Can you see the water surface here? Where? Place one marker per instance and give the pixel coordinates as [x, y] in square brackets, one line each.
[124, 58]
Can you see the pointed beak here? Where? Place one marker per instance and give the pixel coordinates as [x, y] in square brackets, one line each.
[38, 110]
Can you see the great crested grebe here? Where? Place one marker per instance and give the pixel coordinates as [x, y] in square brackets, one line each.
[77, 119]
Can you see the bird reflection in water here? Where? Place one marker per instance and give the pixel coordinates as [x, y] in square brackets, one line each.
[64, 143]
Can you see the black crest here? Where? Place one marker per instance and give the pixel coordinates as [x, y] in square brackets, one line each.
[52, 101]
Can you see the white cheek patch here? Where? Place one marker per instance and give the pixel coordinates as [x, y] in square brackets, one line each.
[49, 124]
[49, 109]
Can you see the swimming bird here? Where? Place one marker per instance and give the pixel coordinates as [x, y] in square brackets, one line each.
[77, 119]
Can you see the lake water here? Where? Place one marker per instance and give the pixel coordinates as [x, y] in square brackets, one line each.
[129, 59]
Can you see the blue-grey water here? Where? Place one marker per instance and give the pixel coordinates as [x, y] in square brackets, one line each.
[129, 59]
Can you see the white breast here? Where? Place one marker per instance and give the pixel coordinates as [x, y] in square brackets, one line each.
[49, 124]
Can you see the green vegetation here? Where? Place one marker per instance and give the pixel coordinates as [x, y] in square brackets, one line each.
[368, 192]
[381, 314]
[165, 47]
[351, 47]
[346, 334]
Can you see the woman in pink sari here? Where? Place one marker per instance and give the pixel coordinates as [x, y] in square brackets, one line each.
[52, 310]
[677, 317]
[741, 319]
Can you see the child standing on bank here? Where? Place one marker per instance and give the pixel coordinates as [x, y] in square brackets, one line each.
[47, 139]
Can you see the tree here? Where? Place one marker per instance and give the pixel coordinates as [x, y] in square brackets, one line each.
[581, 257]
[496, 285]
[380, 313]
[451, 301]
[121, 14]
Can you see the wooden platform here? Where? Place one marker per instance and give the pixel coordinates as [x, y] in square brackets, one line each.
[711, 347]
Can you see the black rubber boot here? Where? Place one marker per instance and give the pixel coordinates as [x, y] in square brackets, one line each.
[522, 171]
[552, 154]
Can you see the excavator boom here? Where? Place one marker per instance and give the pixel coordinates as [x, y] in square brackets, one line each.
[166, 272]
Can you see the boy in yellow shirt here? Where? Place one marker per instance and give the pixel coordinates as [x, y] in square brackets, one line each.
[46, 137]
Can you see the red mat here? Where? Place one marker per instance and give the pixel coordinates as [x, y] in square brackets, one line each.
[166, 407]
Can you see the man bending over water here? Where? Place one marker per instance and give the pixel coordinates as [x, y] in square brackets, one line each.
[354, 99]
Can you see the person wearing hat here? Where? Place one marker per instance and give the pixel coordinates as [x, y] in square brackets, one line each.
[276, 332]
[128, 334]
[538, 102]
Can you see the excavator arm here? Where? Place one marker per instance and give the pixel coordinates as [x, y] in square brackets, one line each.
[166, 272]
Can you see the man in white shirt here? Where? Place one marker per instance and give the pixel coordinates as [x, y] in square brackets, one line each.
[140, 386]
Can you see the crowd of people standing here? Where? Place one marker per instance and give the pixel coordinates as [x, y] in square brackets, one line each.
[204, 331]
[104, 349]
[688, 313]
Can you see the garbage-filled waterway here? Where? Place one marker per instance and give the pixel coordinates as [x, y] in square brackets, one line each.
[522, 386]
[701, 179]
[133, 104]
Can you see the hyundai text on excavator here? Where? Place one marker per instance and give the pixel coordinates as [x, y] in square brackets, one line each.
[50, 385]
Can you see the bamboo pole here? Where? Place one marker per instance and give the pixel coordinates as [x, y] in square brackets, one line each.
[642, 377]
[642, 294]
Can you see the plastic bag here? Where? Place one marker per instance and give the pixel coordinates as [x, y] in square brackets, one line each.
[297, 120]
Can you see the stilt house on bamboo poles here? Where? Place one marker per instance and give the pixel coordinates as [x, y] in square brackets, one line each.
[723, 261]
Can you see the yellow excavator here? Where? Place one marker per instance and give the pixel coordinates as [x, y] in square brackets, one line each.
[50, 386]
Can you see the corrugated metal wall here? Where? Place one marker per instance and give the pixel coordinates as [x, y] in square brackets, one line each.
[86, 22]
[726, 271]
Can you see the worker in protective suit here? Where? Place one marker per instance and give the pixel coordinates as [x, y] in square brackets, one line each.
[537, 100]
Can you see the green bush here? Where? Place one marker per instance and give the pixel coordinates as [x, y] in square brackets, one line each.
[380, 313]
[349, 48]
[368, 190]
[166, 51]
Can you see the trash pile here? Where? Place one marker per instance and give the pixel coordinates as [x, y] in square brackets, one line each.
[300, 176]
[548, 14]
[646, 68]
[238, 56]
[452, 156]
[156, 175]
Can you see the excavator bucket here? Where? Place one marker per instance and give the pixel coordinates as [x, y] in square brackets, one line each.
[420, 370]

++++++++++++++++++++

**The request**
Each of the records should be retyped exactly.

**Output**
Can you see the water surface here? Where? Place one marker per instance and give the pixel coordinates as [x, y] in square brackets, one line each.
[124, 58]
Can you see the pointed beak here? Where? Place one marker per instance and give the pixel coordinates as [x, y] in square brackets, one line each.
[38, 110]
Can you see the great crested grebe here? Where? Place one marker per instance and give the pixel coordinates as [x, y] in square brackets, one line each.
[77, 119]
Can you see the bird reflection in water here? Where? Place one marker per instance and give the pixel coordinates as [x, y] in square brackets, one line each.
[64, 143]
Can you see the black crest here? Where? Place one marker per instance and give the pixel coordinates as [x, y] in square brackets, one line each.
[52, 101]
Can you see the white cheek patch here? Where? Place one marker per instance and give the pixel coordinates as [x, y] in square brackets, one line each.
[49, 124]
[49, 109]
Can you see the swimming bird here? Where? Place one marker per instance and give the pixel coordinates as [x, y] in square brackets, one line each.
[77, 119]
Can you see the lake water here? Where? Place one marker per instance and give the pixel coordinates as [x, y] in square brackets, one line each.
[129, 59]
Can you see the blue-grey water here? Where? Place one marker per instance and give the pixel coordinates as [x, y] in square brackets, one line each.
[129, 59]
Can you see the white breast here? Where? Place one marker per instance and give the pixel coordinates as [x, y] in square brackets, one line each.
[49, 124]
Can you see the green vegetation here? Where? Place one marker per instance and give the pixel coordinates as [x, y] in square brackets, one line each.
[368, 192]
[381, 314]
[165, 47]
[351, 47]
[346, 334]
Can you see the woman in pink sari here? Where? Place one marker per instance and give the pixel coordinates as [x, y] in square brackets, one line each.
[52, 310]
[677, 317]
[741, 319]
Can you see the child standing on bank here? Where? Place one marker per instance and give the pixel coordinates as [x, y] in square brackets, one line each.
[47, 139]
Can you see the tree here? Where? Place one marker per instance and give the pixel coordinates as [x, y] in square brackets, one line each.
[581, 257]
[496, 285]
[380, 313]
[451, 301]
[121, 14]
Can you see the wooden platform here? Where? Place one marker per instance and give the pixel coordinates as [x, y] in square brackets, one line each.
[711, 347]
Can you see the black rubber boot here? Where? Place one marker per instance and give the pixel coordinates as [x, y] in square brackets, one line each.
[522, 171]
[552, 154]
Can you see the excavator boom here? Where? Place one marker per instance and give the pixel coordinates as [x, y] in square brackets, one line each.
[166, 272]
Can you see the boy in yellow shirt here? Where? Place one marker per instance and give the pixel coordinates as [x, y] in square brackets, one line each.
[46, 137]
Can you see the red mat here? Where? Place one marker per instance and give the pixel coordinates as [x, y] in square brackets, one line each.
[166, 407]
Can you see the man bending over water here? Where? Place one marker per instance and give the pixel coordinates as [x, y] in square brackets, one line each.
[354, 99]
Can you see the person wearing hat here? Where? Place one marker per instance and give the pixel coordinates as [x, y] in square brackets, one line each.
[276, 332]
[128, 334]
[538, 102]
Can you see the excavator arm here? Where? Place one marker per instance and give the pixel coordinates as [x, y] in square brackets, one line each.
[166, 272]
Can you see the man in white shirt here? Where? Place one marker per instance and give the pixel coordinates as [x, y] in square brackets, one line each.
[140, 386]
Can you see the crowd of people standing here? Where? Place one marker per instance and give the pixel coordinates as [x, y] in square brackets, one line each.
[204, 331]
[104, 349]
[688, 313]
Can you see the garbage-filled waterway here? Where? Place one marker per instance and give the pixel coordinates as [x, y] in square brackets, one line each.
[522, 386]
[701, 179]
[133, 104]
Can you see the hyundai text on excavator here? Where? Place one marker per instance and give the pixel coordinates as [x, y] in square brackets, one line each.
[50, 385]
Can you see the bamboo pole here? Where? Place one marker per instance and give the pixel coordinates as [x, y] in square brackets, one line each.
[642, 377]
[642, 294]
Can you see the plastic bag here? Where? Place one marker per instance and give the pixel coordinates as [x, y] in square brackets, one line each.
[297, 120]
Can you see the stilt house on bamboo poles here? Where? Place one marker per instance and give the pixel coordinates as [x, y] in square brackets, one line each.
[723, 261]
Can you see the yellow excavator here? Where? Place one marker per instance and give the pixel coordinates as [x, y] in square brackets, one line each.
[50, 386]
Can you see the corrugated metal wall here? Where? Place one marker per instance and give the pixel coordinates as [x, y] in square brackets, one line each.
[86, 22]
[726, 271]
Can you see the worker in protective suit here? Where? Place one marker per instance and give the pixel coordinates as [x, y] in square brackets, one line each.
[537, 100]
Can you see the green bush here? Where? Place one marker per instance and give the pixel coordinates as [x, y] in square brackets, one line each.
[380, 313]
[349, 48]
[368, 190]
[166, 51]
Can you see the trash pile here? Where? Place one marker per instance and give the pixel coordinates as [x, y] in square brackets, one line each.
[300, 176]
[548, 14]
[646, 68]
[238, 56]
[452, 156]
[156, 175]
Can you see the excavator bucket here? Where? Place one marker per instance and give the pixel coordinates as [x, y] in square brackets, one line each.
[420, 370]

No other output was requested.